Document segment:
Onewarf

Some of our very best, and most memorable members

Onewarf

Postby Sparty » Thu Feb 09, 2012 2:49 pm

When Onewarf applied to Death Jesters, we still had the hardcore mentality from Everquest. This was the same as the developers had and that’s what vanilla WoW was. So when he came to us in BWL/MC times, we just didn’t have a lot of room for undergeared players, we were still hitting our stride then. So the best way to prove your dedication, your loyalty, your willingness to a guild, was to go to all the crappy gearing up runs. UBRS, Straths, Scholos, weekend stuff. You wanted the guild to get to know you first so that they would take the chance on you. Well Onewarf spent a lot of time waiting outside the raid instances: 3 months. Yes, he waited that long to raid. He waited that long as an applicant for a guild invite. That’s the kind of dedication he had. That’s how badly he wanted to be a Death Jester. And if I had it my way, I would make every new app, guard the summoning stone outside the raid instance for a week. Just to prove that they wanted to be part of our family, and not just any other raiding guild.

Once we gave him a shot, we were kicking ourselves for not doing it earlier. We could’ve had an awesome mage sooner, instead of a mage that couldn’t do Heigan properly. When Naxx40 came out, we were already tearing up ZG, working on finishing AQ40 and doing a lot of raiding in general. It was about this time that Onewarf and Rootleaf teamed up as one of our best raid leading duos. Rootleaf was the good cop, Onewarf the bad cop. Don’t fucking piss off Onewarf. Get your shit together, go spec properly, get your potions, elixirs, flasks, and “oals.” He was stern, he was demanding, and we would fuck bosses right in the goat ass for him.

He led that contingent of more than half a dozen mages through Naxx and AQ40, rolling ignites wherever he could. He made a number of kill videos for us, Patchwerk, Thaddius, bosses through Naxx and TBC. All posted in our video section.

Required work:
A - List every boss named in the forum post about Onewarf.
B - Reproduce a passage of the forum post about Onewarf verbatim: begin at the words "Once we gave" and stop after "ass for him.".

Record extracts:
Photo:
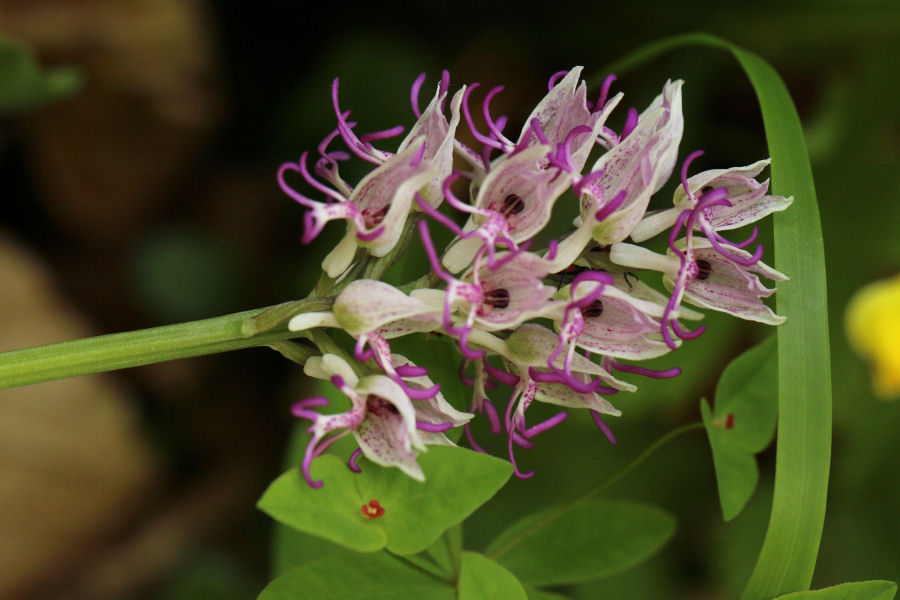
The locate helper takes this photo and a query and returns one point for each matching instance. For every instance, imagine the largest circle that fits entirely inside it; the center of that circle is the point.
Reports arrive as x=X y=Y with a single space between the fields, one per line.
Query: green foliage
x=860 y=590
x=789 y=551
x=742 y=423
x=581 y=541
x=483 y=579
x=347 y=575
x=538 y=594
x=24 y=86
x=457 y=482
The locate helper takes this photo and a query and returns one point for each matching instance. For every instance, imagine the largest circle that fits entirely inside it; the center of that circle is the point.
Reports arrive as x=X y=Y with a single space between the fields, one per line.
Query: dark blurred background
x=148 y=197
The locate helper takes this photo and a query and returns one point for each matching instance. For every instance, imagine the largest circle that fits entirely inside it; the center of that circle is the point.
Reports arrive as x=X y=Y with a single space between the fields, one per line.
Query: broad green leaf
x=736 y=470
x=539 y=594
x=333 y=511
x=582 y=541
x=483 y=579
x=861 y=590
x=788 y=555
x=457 y=482
x=347 y=575
x=23 y=85
x=748 y=391
x=447 y=549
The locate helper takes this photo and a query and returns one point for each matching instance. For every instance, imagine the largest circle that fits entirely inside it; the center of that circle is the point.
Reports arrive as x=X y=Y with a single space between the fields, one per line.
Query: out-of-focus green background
x=148 y=197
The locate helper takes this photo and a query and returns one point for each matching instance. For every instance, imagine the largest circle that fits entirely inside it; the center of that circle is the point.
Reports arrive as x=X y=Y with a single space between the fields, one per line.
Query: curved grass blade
x=789 y=551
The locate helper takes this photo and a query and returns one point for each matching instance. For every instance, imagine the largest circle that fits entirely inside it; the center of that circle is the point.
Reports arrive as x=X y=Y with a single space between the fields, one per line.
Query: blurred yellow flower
x=873 y=326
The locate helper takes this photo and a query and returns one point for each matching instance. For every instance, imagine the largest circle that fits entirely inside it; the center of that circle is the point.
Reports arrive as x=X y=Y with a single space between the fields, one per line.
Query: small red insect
x=373 y=509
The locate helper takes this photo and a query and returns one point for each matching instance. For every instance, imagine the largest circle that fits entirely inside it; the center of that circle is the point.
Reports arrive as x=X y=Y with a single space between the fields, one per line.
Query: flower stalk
x=146 y=346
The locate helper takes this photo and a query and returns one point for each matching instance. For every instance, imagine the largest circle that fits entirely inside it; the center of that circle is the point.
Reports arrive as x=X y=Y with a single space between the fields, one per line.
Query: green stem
x=423 y=566
x=145 y=346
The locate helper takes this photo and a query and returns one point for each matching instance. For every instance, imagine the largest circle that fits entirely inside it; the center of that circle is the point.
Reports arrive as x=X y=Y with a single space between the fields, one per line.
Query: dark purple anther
x=703 y=269
x=498 y=298
x=595 y=309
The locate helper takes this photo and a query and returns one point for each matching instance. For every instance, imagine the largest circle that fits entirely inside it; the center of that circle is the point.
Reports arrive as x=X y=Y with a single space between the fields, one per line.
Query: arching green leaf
x=791 y=544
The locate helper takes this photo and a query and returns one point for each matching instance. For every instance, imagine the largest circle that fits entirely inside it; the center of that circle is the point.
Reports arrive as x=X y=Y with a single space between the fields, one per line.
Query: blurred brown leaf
x=106 y=159
x=73 y=461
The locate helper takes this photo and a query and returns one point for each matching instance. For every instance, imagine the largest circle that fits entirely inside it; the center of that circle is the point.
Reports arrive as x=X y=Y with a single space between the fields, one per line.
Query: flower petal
x=367 y=305
x=639 y=165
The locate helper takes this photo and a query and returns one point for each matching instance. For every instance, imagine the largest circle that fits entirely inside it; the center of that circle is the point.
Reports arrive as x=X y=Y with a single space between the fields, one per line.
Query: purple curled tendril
x=665 y=374
x=433 y=427
x=351 y=462
x=598 y=420
x=461 y=332
x=570 y=316
x=300 y=409
x=604 y=92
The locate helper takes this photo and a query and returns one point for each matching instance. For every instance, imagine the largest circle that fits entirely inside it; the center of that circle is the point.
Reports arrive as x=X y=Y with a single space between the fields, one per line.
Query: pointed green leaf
x=483 y=579
x=748 y=391
x=582 y=541
x=736 y=470
x=789 y=551
x=333 y=511
x=457 y=481
x=415 y=513
x=347 y=575
x=23 y=85
x=861 y=590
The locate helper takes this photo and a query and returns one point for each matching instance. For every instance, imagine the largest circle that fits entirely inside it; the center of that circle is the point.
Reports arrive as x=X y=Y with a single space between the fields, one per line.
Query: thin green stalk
x=423 y=566
x=145 y=346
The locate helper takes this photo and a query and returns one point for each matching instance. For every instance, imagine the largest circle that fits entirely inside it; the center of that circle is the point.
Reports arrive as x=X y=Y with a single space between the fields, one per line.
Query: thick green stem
x=146 y=346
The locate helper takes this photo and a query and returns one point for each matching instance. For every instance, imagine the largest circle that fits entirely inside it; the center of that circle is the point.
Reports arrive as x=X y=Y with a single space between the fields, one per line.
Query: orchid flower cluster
x=492 y=291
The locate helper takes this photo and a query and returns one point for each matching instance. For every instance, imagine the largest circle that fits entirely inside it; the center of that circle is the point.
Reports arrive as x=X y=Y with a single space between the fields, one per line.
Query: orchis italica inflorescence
x=489 y=287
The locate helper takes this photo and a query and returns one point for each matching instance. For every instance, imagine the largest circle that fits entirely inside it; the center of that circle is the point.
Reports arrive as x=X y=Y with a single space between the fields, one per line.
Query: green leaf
x=861 y=590
x=789 y=551
x=539 y=594
x=445 y=552
x=346 y=575
x=582 y=541
x=736 y=470
x=23 y=85
x=457 y=482
x=748 y=391
x=483 y=579
x=333 y=511
x=742 y=423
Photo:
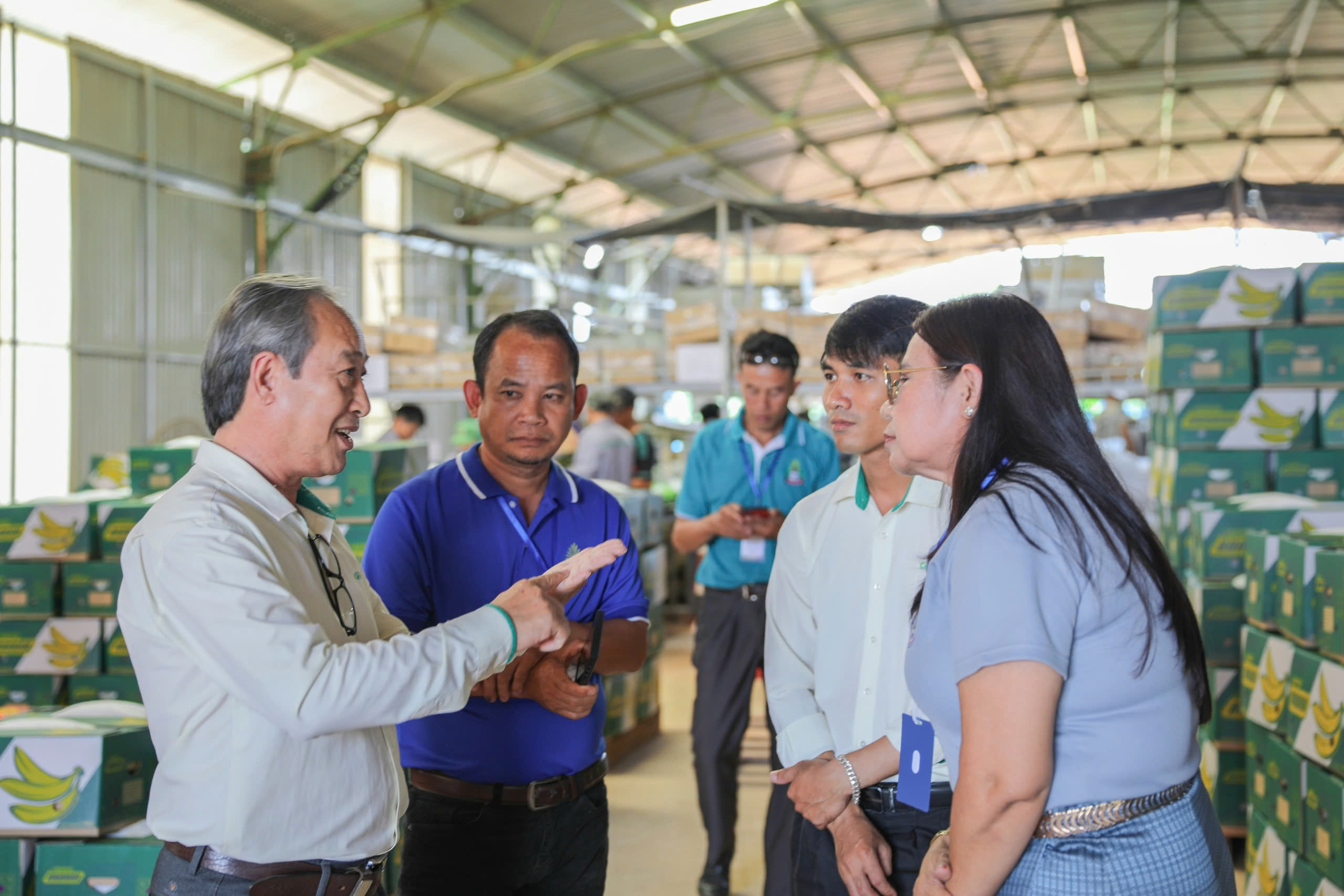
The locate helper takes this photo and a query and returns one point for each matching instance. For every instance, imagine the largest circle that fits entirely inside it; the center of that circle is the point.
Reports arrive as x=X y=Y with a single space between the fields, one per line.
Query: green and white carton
x=371 y=472
x=1331 y=414
x=1265 y=680
x=77 y=773
x=29 y=587
x=1319 y=734
x=61 y=529
x=1261 y=419
x=1324 y=842
x=57 y=647
x=107 y=867
x=1211 y=476
x=90 y=589
x=1202 y=359
x=1269 y=863
x=155 y=468
x=1301 y=356
x=1314 y=475
x=1218 y=606
x=1226 y=299
x=1321 y=289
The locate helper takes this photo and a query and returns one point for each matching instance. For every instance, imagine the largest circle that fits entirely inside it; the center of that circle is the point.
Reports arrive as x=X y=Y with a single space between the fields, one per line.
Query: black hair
x=536 y=321
x=873 y=330
x=766 y=344
x=412 y=414
x=1028 y=414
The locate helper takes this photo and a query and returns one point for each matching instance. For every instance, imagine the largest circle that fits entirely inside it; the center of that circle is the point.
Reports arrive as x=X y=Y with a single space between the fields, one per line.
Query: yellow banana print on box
x=1256 y=304
x=46 y=798
x=1275 y=688
x=54 y=536
x=65 y=653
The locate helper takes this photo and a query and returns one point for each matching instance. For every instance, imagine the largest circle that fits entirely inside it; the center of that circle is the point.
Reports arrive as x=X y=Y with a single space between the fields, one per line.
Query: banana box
x=1323 y=818
x=1269 y=863
x=155 y=468
x=1203 y=359
x=19 y=693
x=1301 y=678
x=356 y=535
x=371 y=473
x=1227 y=729
x=1265 y=686
x=1309 y=882
x=1318 y=735
x=57 y=647
x=1301 y=590
x=84 y=690
x=1321 y=293
x=118 y=519
x=1331 y=413
x=1211 y=476
x=1225 y=779
x=116 y=656
x=1218 y=606
x=61 y=529
x=71 y=775
x=1276 y=778
x=107 y=867
x=29 y=589
x=1226 y=299
x=1217 y=536
x=1314 y=475
x=1263 y=419
x=1301 y=356
x=90 y=589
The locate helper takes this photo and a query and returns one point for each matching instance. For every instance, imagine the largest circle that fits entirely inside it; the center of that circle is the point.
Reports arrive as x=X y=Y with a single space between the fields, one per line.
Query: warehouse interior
x=668 y=178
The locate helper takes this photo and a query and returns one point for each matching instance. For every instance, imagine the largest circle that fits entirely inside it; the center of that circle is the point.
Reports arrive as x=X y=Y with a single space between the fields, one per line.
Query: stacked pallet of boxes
x=632 y=699
x=1241 y=378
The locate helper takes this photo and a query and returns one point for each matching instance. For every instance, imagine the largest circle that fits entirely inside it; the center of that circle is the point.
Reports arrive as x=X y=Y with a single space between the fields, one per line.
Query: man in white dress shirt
x=272 y=673
x=850 y=561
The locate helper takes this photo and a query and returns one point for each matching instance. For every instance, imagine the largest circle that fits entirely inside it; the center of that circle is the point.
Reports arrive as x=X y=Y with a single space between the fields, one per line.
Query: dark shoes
x=714 y=882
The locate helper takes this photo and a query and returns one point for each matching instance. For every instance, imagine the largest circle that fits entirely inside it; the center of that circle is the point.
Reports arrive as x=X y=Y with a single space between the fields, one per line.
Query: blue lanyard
x=760 y=488
x=984 y=486
x=522 y=532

The results:
A - Heigan, Patchwerk, Thaddius

B -
Once we gave him a shot, we were kicking ourselves for not doing it earlier. We could’ve had an awesome mage sooner, instead of a mage that couldn’t do Heigan properly. When Naxx40 came out, we were already tearing up ZG, working on finishing AQ40 and doing a lot of raiding in general. It was about this time that Onewarf and Rootleaf teamed up as one of our best raid leading duos. Rootleaf was the good cop, Onewarf the bad cop. Don’t fucking piss off Onewarf. Get your shit together, go spec properly, get your potions, elixirs, flasks, and “oals.” He was stern, he was demanding, and we would fuck bosses right in the goat ass for him.